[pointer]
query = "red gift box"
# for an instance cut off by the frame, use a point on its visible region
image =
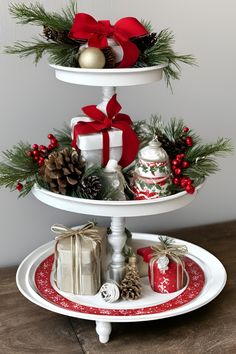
(166, 272)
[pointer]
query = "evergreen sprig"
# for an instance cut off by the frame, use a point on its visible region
(162, 53)
(36, 14)
(59, 53)
(201, 157)
(16, 166)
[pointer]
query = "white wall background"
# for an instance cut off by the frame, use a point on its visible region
(33, 102)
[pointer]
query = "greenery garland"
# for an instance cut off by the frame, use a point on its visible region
(54, 41)
(19, 171)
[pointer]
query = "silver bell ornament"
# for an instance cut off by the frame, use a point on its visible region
(110, 292)
(92, 58)
(152, 176)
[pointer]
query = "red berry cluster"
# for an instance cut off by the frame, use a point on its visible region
(178, 164)
(39, 153)
(19, 186)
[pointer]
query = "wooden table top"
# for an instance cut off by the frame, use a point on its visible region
(27, 328)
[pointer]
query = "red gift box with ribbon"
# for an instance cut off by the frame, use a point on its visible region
(85, 27)
(103, 124)
(165, 266)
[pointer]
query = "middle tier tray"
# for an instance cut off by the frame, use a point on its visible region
(129, 208)
(109, 77)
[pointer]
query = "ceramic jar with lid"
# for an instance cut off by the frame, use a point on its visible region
(152, 175)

################

EXERCISE OBJECTIVE
Look for the word "gift" in the listing above, and copy every line where you find it.

OUTPUT OF THE TASK
query = "red gift box"
query = "red gift box with ribbon"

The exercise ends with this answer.